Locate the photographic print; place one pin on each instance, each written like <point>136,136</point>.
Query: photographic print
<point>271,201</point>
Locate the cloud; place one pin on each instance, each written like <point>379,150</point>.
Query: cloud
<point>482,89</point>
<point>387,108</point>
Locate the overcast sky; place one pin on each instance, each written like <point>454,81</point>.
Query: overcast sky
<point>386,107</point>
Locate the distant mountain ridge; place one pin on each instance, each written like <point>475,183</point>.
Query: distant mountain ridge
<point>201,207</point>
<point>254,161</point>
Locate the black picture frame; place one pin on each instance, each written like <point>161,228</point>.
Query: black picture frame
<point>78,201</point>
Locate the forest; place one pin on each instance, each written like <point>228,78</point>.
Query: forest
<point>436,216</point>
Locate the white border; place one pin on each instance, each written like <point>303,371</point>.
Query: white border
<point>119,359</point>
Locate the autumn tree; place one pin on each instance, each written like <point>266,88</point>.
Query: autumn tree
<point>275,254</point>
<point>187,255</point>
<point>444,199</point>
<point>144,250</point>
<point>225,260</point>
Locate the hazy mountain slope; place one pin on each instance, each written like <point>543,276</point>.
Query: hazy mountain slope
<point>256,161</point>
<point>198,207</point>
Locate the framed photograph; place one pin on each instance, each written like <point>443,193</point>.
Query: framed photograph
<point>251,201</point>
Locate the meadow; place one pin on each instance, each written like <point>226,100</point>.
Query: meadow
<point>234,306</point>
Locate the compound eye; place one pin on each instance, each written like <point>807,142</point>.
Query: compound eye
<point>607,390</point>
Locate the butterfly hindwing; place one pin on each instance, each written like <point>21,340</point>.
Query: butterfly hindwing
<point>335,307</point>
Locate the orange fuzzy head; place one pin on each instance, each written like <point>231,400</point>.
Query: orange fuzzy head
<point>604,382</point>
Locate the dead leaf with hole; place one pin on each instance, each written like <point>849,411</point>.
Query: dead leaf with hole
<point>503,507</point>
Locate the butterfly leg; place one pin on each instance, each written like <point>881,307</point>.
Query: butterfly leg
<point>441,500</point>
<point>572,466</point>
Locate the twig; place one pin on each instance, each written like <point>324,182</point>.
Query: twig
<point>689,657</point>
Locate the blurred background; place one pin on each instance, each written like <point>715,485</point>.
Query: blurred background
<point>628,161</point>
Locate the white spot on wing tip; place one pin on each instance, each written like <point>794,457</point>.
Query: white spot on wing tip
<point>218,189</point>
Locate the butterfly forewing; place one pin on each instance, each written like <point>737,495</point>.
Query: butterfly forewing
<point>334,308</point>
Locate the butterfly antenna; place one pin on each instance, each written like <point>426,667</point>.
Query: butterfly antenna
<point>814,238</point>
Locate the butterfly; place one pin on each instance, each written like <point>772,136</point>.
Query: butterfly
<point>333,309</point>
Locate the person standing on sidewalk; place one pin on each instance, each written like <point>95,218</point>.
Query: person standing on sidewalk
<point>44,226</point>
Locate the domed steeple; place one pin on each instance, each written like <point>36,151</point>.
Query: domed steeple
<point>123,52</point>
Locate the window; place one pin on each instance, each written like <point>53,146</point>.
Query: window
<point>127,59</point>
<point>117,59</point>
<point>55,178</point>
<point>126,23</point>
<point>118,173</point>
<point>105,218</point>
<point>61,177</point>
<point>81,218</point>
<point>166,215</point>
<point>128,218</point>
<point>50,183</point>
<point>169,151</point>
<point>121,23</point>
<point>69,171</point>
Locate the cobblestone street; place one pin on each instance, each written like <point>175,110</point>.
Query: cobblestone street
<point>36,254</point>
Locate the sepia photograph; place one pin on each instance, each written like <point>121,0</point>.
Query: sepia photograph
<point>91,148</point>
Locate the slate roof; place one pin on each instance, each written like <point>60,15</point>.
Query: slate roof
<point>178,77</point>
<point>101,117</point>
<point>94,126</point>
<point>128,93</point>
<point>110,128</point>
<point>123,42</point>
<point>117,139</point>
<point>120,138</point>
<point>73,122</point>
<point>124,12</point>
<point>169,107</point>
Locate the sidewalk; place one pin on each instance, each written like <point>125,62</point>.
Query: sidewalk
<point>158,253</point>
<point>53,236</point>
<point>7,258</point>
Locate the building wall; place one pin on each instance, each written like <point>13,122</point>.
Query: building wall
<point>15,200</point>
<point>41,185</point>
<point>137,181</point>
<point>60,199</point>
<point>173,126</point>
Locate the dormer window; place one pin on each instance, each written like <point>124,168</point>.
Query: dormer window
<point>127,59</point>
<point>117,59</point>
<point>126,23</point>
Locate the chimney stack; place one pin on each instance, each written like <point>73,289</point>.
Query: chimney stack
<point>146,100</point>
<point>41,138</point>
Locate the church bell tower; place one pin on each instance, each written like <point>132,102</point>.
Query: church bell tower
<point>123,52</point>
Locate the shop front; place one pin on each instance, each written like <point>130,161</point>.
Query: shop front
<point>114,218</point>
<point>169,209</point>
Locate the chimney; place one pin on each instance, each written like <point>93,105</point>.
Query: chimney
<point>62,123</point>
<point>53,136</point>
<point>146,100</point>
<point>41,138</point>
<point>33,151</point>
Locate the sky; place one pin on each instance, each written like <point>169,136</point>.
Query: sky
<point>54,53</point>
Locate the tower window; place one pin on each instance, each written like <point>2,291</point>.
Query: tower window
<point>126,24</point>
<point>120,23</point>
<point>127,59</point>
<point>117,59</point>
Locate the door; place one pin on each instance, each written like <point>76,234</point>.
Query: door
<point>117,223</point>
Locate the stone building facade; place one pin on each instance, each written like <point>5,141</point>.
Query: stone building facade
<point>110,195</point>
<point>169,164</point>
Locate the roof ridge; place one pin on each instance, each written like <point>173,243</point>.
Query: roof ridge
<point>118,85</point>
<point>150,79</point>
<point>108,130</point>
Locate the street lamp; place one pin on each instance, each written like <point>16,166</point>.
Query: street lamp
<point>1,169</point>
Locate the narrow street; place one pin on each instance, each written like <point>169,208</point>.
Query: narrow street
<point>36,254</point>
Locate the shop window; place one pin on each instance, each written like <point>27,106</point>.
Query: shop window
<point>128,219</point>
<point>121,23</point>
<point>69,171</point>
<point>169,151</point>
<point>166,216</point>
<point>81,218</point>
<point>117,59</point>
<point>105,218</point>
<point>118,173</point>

......

(WHAT YOU ARE ASKED TO DO) Write out every one of the items above word for word, with no changes.

(ANSWER TO THE TASK)
Locate the photographic print; place one pin on each instance, each written like <point>136,136</point>.
Query: photographic print
<point>271,201</point>
Locate the cloud; place one pin on each instance, each written like <point>379,150</point>.
Query: cloud
<point>482,89</point>
<point>387,108</point>
Locate the overcast sky; place one pin on each instance, each written like <point>454,81</point>.
Query: overcast sky
<point>386,107</point>
Locate the distant mountain ridge; place one pin on each instance, each written like <point>475,183</point>.
Query: distant mountain ridge
<point>201,207</point>
<point>254,161</point>
Locate the black picture frame; place one pin on each instance, each written like <point>161,228</point>.
Query: black picture frame
<point>78,201</point>
Locate the forest; place one pin on each instance, each written like <point>228,78</point>.
Query: forest
<point>436,216</point>
Locate the white border; place one pin on each instance, each written like <point>303,371</point>.
Query: white border
<point>119,359</point>
Locate the autumn tree; place one pin on each instance, each written like <point>266,88</point>.
Query: autumn tree
<point>275,254</point>
<point>187,255</point>
<point>444,199</point>
<point>144,250</point>
<point>225,260</point>
Locate the hazy mountain slope; place one pin on each instance, each written like <point>543,276</point>.
Query: hazy mountain slope
<point>256,161</point>
<point>198,207</point>
Locate the framed photograph; place one pin on each instance, each written like <point>443,193</point>.
Query: framed photograph
<point>251,201</point>
Locate the meadow; place one pin on each instance, each written like <point>226,100</point>.
Query: meadow
<point>234,306</point>
Locate the compound eye; place one pin on each instance, each written like <point>807,142</point>.
Query: compound eye
<point>607,390</point>
Locate the butterfly hindwing; place one pin on each instance, each written like <point>21,340</point>.
Query: butterfly hindwing
<point>335,307</point>
Locate the orange fuzzy head; place one pin on each instance, each written like <point>231,400</point>.
Query: orange fuzzy head
<point>604,382</point>
Locate the dead leaf with hole; place one pin on each instance, each written like <point>849,411</point>.
Query: dead leaf with hole
<point>503,507</point>
Locate the butterfly leg; place one pin on each instance, each written like <point>881,307</point>.
Query: butterfly leg
<point>441,500</point>
<point>572,466</point>
Locate the twig; place one pin on each instance, each written like <point>324,182</point>.
Query: twig
<point>689,657</point>
Locate the blurred background; place one pin on each instance, each written like <point>715,485</point>.
Query: blurred background
<point>628,161</point>
Locate the white spot on wing tip; place one pin on each instance, each written like <point>794,457</point>.
Query: white spot on wing tip
<point>218,189</point>
Locate the butterfly forewing; place one pin on each instance, each written like <point>737,495</point>.
Query: butterfly forewing
<point>334,308</point>
Locate the butterfly antenna; place one pin on each instance, each written like <point>426,667</point>.
Query: butterfly antenna
<point>814,238</point>
Locate the butterfly; place one pin on each instance, each written like <point>772,136</point>.
Query: butterfly
<point>333,309</point>
Locate the person standing on sidewalk; place one pin on each instance, each written like <point>95,218</point>.
Query: person standing on sidewalk
<point>44,226</point>
Locate the domed steeple; place one pin on each instance, each written like <point>36,151</point>.
Query: domed steeple
<point>123,52</point>
Locate the window; place one pin on each instance, each written like <point>53,146</point>.
Query: window
<point>127,59</point>
<point>117,59</point>
<point>55,178</point>
<point>126,23</point>
<point>118,173</point>
<point>105,218</point>
<point>61,177</point>
<point>81,218</point>
<point>166,215</point>
<point>128,218</point>
<point>50,183</point>
<point>169,151</point>
<point>121,23</point>
<point>69,171</point>
Locate the cobblestone street; place one pin on each instance, each written like <point>175,110</point>.
Query: cobblestone street
<point>36,254</point>
Locate the sepia photograph; place one pin on each instance, each written like <point>121,0</point>.
Query: sepia photograph
<point>91,148</point>
Locate the slate roof; place one pin on each instance, each written like <point>60,15</point>.
Query: slate roof
<point>178,77</point>
<point>101,117</point>
<point>94,126</point>
<point>128,93</point>
<point>110,128</point>
<point>123,42</point>
<point>117,139</point>
<point>120,138</point>
<point>73,122</point>
<point>124,12</point>
<point>169,107</point>
Locate the sidewalk; place one pin on each instance, each written like <point>125,62</point>.
Query: sidewalk
<point>158,253</point>
<point>53,236</point>
<point>7,258</point>
Locate the building wall; place one pin on each instance, each written like <point>13,122</point>.
Query: building wall
<point>15,200</point>
<point>41,185</point>
<point>137,181</point>
<point>60,199</point>
<point>173,126</point>
Locate the dormer window; place one pin on each instance, each written like <point>124,168</point>.
Query: dormer window
<point>127,59</point>
<point>117,59</point>
<point>126,23</point>
Locate the chimney stack; place one pin on each instance, each written like <point>73,289</point>.
Query: chimney stack
<point>146,100</point>
<point>41,138</point>
Locate the church bell tower; place one pin on each instance, each written like <point>132,102</point>.
Query: church bell tower
<point>123,52</point>
Locate the shop front; place one pin on each instance, each written like <point>130,161</point>.
Query: shop front
<point>114,218</point>
<point>169,209</point>
Locate the chimney; place one pin on each instance, each written like <point>93,105</point>.
Query: chimney
<point>62,123</point>
<point>53,136</point>
<point>146,100</point>
<point>41,138</point>
<point>33,151</point>
Locate the sky; place one pin on each instance, each written like <point>169,136</point>.
Query: sky
<point>54,53</point>
Locate the tower window; place one pin on each instance, each written like <point>2,291</point>.
Query: tower window
<point>126,24</point>
<point>120,23</point>
<point>127,59</point>
<point>117,59</point>
Locate the door; place one pin on each instance, each written like <point>76,234</point>.
Query: door
<point>117,223</point>
Locate the stone building facade; place one pin on each instance, each written like <point>5,141</point>.
Query: stone building facade
<point>110,195</point>
<point>169,164</point>
Locate the roof ridge; place one pin on each instance, each written like <point>173,243</point>.
Query: roof ridge
<point>118,85</point>
<point>150,79</point>
<point>108,130</point>
Locate the street lamp; place one pin on each instance, each written like <point>16,166</point>.
Query: street lamp
<point>1,169</point>
Locate the narrow street; place one pin on each instance, each written like <point>169,208</point>.
Query: narrow street
<point>36,254</point>
Locate the shop window; place one pin on each instance, each written like <point>27,106</point>.
Query: shop window
<point>128,219</point>
<point>121,23</point>
<point>69,171</point>
<point>169,151</point>
<point>166,216</point>
<point>81,218</point>
<point>117,59</point>
<point>105,218</point>
<point>118,173</point>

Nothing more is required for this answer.